- [What this task involves]
Set down the part of the Nemotron Nano 2 article that starts with "NVIDIA is releasing" and goes on through "and function calling.", copying it word for word.

- [Supplied text]
= = =

Supercharge Edge AI With High‑Accuracy Reasoning Using NVIDIA Nemotron Nano 2 9B

Community Article Published August 18, 2025

Upvote

nvidia

nvidia

nvidia

nvidia

nvidia

nvidia

nvidia

nvidia

Sharath Turuvekere Sreenivas

sharathts

nvidia

Ali Taghibakhshi

jrd971000

nvidia

AI Agents are becoming mainstream from edge to cloud - with their sophisticated reasoning and iterative planning to autonomously solve complex, multi-step problems. To get the best performance out of these AI agents at the edge, developers need to make sure that the models powering these agents are not only accurate but also deliver high efficiency.

The newly released NVIDIA Nemotron Nano 2 9B brings these capabilities to the edge with leading accuracy and efficiency with a hybrid Transformer–Mamba architecture and a configurable thinking budget - so you can dial accuracy, throughput, and cost to match your real‑world needs.

| You can try this model out now at build.nvidia.com

Highlights (TL;DR)

Model size: 9B Parameters
Architecture: Hybrid Transformer–Mamba (Mamba‑2 + a small number of attention layers) for higher throughput at similar accuracy to Transformer‑only peers.
Throughput: Up to 6x higher token generation than other leading models in its size class.
Cost: Thinking budget lets you control how many “thinking” tokens are used - saving up to 60% lower reasoning costs.
Target: Agents for customer service, support chatbots, analytics copilots, and edge/RTX deployments.
Availability: The model weights are available on Hugging Face, try the endpoint on build.nvidia.com, and the model is soon available as NVIDIA NIM for high throughput and low latency.
License: nvidia-open-model-license

What Is Nemotron Nano 2?

Nemotron Nano 2 is the newest “Nano” model in the NVIDIA Nemotron family of open models and is purpose-built for enterprise‑grade reasoning and agentic AI. It introduces a configurable thinking budget (you control how much internal reasoning the model does) and a hybrid Transformer-Mamba backbone to raise throughput while preserving accuracy, making it great for PC/edge footprints and cost control.

NVIDIA is releasing the Nemotron family of models to support the open-source community with open weights, open datasets, and training techniques. We encourage developers to use different parts or the whole of Nemotron to improve their models for their specific use cases.

Like other models in the suite - Nemotron Nano 2 leads accuracy in its size category across reasoning tasks, like math, coding, science, and more; while retaining its capabilities as an effective model for agentic workflows by excelling in both instruction following and function calling.

= = =

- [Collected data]
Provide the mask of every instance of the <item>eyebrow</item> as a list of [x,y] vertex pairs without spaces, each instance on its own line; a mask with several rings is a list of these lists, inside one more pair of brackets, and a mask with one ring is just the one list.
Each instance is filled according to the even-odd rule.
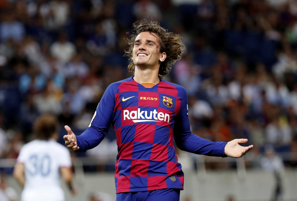
[[[141,39],[138,39],[137,40],[135,40],[135,42],[134,42],[134,44],[136,42],[140,42],[142,41],[142,40]],[[146,42],[147,43],[153,43],[155,45],[156,45],[156,43],[153,41],[152,40],[146,40]]]

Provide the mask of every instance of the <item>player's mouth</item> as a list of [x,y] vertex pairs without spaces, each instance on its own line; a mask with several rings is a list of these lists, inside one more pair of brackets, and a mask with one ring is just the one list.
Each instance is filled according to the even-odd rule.
[[137,56],[139,57],[140,56],[144,56],[146,57],[148,55],[145,53],[139,53],[137,54]]

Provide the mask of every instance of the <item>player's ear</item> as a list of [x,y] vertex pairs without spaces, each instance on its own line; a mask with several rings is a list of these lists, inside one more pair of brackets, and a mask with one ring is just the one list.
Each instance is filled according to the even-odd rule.
[[167,55],[166,55],[166,52],[162,52],[161,54],[161,56],[160,57],[160,58],[159,59],[160,60],[160,61],[163,62],[166,59]]

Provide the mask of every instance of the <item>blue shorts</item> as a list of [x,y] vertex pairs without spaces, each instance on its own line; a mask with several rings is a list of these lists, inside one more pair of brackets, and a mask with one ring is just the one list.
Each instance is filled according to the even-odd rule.
[[164,189],[150,191],[120,193],[116,201],[179,201],[180,189]]

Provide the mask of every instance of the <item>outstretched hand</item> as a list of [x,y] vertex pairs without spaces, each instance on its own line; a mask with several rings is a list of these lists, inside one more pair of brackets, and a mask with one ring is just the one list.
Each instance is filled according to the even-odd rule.
[[244,156],[253,148],[253,145],[243,147],[238,143],[247,142],[247,139],[235,139],[228,142],[225,146],[225,154],[232,158],[240,158]]
[[67,147],[69,150],[72,151],[74,151],[79,149],[79,147],[77,146],[76,137],[73,133],[73,132],[72,132],[70,127],[68,126],[65,126],[64,127],[68,133],[68,134],[64,135],[63,137]]

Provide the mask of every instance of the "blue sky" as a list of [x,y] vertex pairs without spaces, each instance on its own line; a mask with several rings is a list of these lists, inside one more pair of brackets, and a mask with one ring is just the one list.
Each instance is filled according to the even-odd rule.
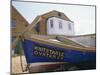
[[75,23],[75,34],[95,33],[95,7],[12,1],[12,5],[31,23],[36,16],[57,10],[65,13]]

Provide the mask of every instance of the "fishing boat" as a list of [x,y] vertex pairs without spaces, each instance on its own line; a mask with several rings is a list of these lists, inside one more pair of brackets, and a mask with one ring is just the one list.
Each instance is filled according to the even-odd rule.
[[[86,40],[86,39],[85,39]],[[66,37],[25,34],[22,46],[27,63],[95,62],[95,47],[87,47]]]

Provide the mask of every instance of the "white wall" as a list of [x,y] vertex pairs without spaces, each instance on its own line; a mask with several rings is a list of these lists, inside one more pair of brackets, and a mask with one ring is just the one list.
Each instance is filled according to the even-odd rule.
[[[50,20],[53,20],[53,28],[51,28]],[[62,22],[62,28],[59,28],[59,21]],[[69,30],[68,23],[71,25]],[[74,35],[74,23],[60,18],[51,17],[47,20],[47,34],[48,35]]]

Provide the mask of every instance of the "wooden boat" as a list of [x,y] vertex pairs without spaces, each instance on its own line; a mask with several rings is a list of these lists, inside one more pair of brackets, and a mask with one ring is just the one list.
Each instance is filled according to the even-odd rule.
[[22,46],[27,63],[96,61],[95,47],[85,47],[69,39],[66,41],[67,43],[62,42],[57,36],[25,34]]

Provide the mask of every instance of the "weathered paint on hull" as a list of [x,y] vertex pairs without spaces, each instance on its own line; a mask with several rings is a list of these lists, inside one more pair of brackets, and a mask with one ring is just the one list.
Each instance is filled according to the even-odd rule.
[[[96,60],[96,52],[86,52],[86,51],[78,51],[78,50],[73,50],[73,49],[65,49],[65,48],[60,48],[60,47],[55,47],[55,46],[50,46],[47,44],[42,44],[38,43],[35,41],[31,40],[24,40],[22,41],[23,49],[25,52],[25,57],[27,63],[34,63],[34,62],[70,62],[70,63],[79,63],[79,62],[87,62],[87,61],[94,61]],[[35,51],[38,51],[36,49],[40,49],[37,55],[34,55]],[[42,49],[41,49],[42,48]],[[55,56],[50,57],[47,55],[45,52],[42,52],[45,48],[46,50],[56,50],[64,54],[58,54],[59,57],[57,57],[57,53],[54,54]],[[47,52],[47,51],[46,51]],[[44,55],[44,54],[46,55]],[[39,55],[38,55],[39,54]],[[54,58],[55,57],[55,58]]]

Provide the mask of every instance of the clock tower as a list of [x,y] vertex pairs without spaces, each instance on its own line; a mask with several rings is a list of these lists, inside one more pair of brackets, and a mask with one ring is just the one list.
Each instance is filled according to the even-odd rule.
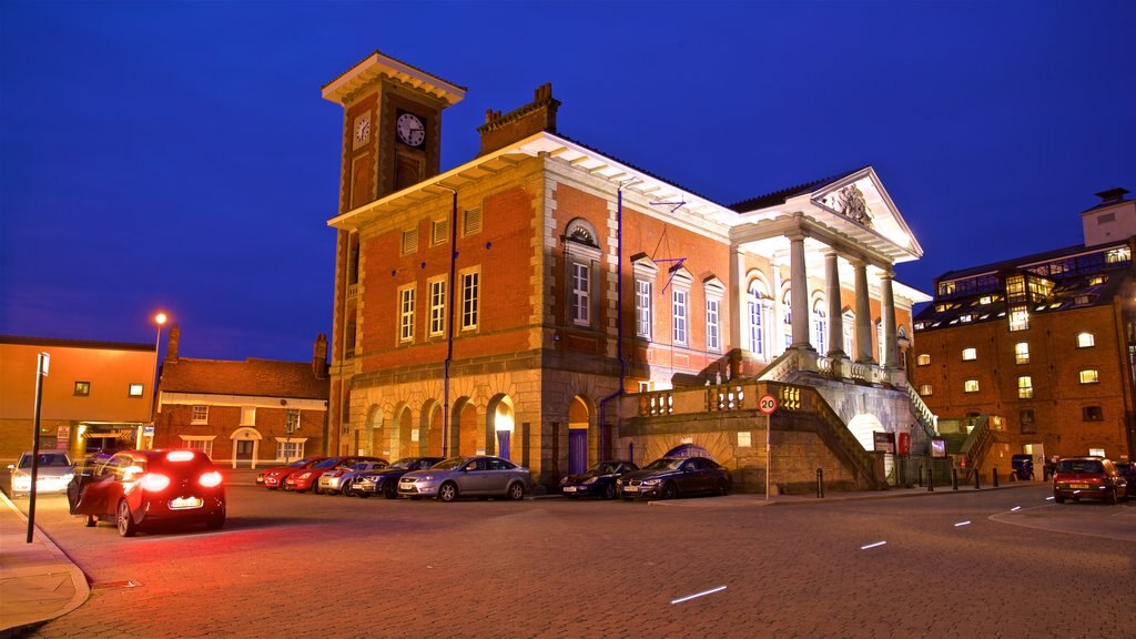
[[437,175],[442,109],[466,88],[375,51],[323,94],[343,106],[343,214]]

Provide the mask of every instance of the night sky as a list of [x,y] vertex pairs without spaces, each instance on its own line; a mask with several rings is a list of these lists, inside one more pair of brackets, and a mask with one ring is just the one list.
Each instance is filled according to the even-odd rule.
[[[331,333],[342,108],[375,49],[730,204],[872,165],[946,271],[1136,192],[1136,2],[0,2],[0,334],[304,360]],[[162,335],[165,341],[165,334]]]

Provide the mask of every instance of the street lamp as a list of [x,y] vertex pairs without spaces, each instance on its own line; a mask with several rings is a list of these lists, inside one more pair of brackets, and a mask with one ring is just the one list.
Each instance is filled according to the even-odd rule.
[[[166,324],[167,320],[169,320],[169,317],[166,316],[166,314],[162,313],[162,312],[160,312],[160,310],[158,312],[157,315],[153,316],[153,323],[158,325],[158,338],[153,341],[153,377],[151,377],[151,380],[153,381],[153,385],[150,387],[151,388],[151,391],[150,391],[150,437],[153,437],[153,431],[154,431],[153,413],[154,413],[154,406],[158,404],[158,354],[161,350],[161,327],[162,327],[162,325]],[[145,437],[144,431],[141,432],[141,433],[139,433],[139,437],[137,437],[137,446],[139,446],[139,448],[148,448],[147,446],[143,446],[143,443],[142,443],[142,441],[143,441],[142,438],[143,437]]]

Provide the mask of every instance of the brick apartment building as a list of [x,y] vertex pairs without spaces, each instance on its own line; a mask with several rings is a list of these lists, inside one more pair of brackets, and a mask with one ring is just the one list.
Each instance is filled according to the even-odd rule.
[[169,346],[158,385],[153,448],[195,448],[219,465],[264,466],[325,450],[327,339],[311,362],[194,359]]
[[994,431],[982,463],[1136,456],[1136,201],[1097,193],[1084,243],[943,274],[914,320],[912,380],[941,420]]
[[442,173],[465,91],[378,51],[323,88],[344,109],[329,451],[499,454],[551,486],[695,450],[742,478],[768,463],[765,392],[786,458],[926,447],[901,368],[929,298],[893,279],[921,249],[871,167],[726,206],[561,135],[543,85]]

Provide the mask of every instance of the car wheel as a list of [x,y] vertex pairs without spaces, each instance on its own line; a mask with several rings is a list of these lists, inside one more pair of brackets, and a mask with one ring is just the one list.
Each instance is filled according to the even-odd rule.
[[225,525],[225,505],[223,504],[220,511],[210,515],[206,520],[206,530],[220,530],[220,526]]
[[458,498],[458,484],[452,481],[443,483],[442,488],[437,489],[437,498],[440,501],[453,501]]
[[125,499],[118,500],[115,525],[118,526],[118,534],[122,537],[134,537],[134,533],[139,531],[139,525],[134,523],[134,515],[131,514],[131,505]]

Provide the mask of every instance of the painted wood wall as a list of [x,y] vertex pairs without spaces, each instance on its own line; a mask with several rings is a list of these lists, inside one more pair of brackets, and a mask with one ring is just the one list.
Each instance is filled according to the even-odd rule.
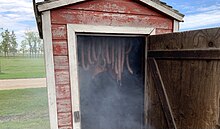
[[94,0],[51,10],[59,129],[72,129],[66,24],[154,27],[173,32],[173,19],[133,0]]

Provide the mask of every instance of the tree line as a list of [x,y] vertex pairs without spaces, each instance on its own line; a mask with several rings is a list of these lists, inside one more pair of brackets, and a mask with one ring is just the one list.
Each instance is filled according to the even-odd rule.
[[23,40],[18,43],[15,32],[6,29],[1,32],[0,53],[5,57],[18,55],[40,57],[43,55],[43,42],[37,32],[26,31]]

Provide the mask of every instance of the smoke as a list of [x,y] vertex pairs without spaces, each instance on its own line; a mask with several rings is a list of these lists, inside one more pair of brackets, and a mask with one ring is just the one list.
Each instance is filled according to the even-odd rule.
[[[94,76],[95,66],[85,70],[79,63],[82,129],[145,129],[144,38],[78,36],[78,45],[91,40],[117,44],[131,42],[129,63],[133,74],[124,67],[119,82],[108,66]],[[78,47],[79,62],[80,53]]]

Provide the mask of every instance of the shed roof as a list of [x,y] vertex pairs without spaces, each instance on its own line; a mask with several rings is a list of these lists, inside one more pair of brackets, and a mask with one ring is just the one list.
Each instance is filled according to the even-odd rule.
[[[75,4],[79,2],[85,2],[89,0],[45,0],[44,2],[38,3],[38,11],[43,12],[46,10],[51,10],[54,8]],[[140,1],[148,6],[151,6],[178,21],[183,21],[184,15],[178,12],[177,10],[173,9],[172,6],[167,5],[164,2],[161,2],[160,0],[135,0]]]
[[[85,2],[85,1],[89,1],[89,0],[44,0],[43,2],[39,2],[37,4],[35,3],[35,0],[33,0],[35,16],[36,16],[36,21],[38,24],[38,30],[40,32],[40,37],[42,37],[42,30],[40,28],[41,26],[40,13],[41,12],[67,6],[70,4]],[[184,15],[180,13],[179,11],[173,9],[172,6],[167,5],[165,2],[162,2],[160,0],[134,0],[134,1],[142,2],[143,4],[148,5],[152,8],[155,8],[156,10],[174,18],[177,21],[183,22]]]

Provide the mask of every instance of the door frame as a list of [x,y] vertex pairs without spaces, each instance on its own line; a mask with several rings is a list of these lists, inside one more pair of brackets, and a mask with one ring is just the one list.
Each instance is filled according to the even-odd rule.
[[[119,27],[119,26],[96,26],[96,25],[79,25],[67,24],[68,54],[69,54],[69,71],[71,85],[71,102],[73,129],[81,129],[80,119],[80,92],[78,82],[78,59],[77,59],[77,35],[108,35],[108,36],[145,36],[154,35],[155,28],[149,27]],[[146,40],[147,46],[147,40]],[[147,51],[147,49],[146,49]],[[147,58],[147,54],[146,57]],[[146,75],[145,75],[146,76]],[[146,83],[146,82],[145,82]],[[75,113],[79,114],[79,122],[75,122]]]

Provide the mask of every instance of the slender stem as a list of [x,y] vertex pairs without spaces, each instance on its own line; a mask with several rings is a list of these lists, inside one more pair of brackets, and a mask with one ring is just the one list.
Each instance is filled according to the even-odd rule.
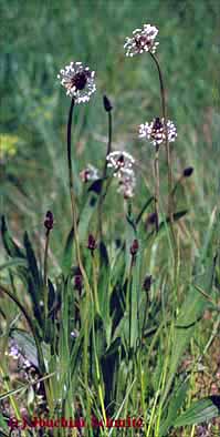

= = =

- [Answer space]
NVIDIA is releasing the Nemotron family of models to support the open-source community with open weights, open datasets, and training techniques. We encourage developers to use different parts or the whole of Nemotron to improve their models for their specific use cases.

Like other models in the suite - Nemotron Nano 2 leads accuracy in its size category across reasoning tasks, like math, coding, science, and more; while retaining its capabilities as an effective model for agentic workflows by excelling in both instruction following and function calling.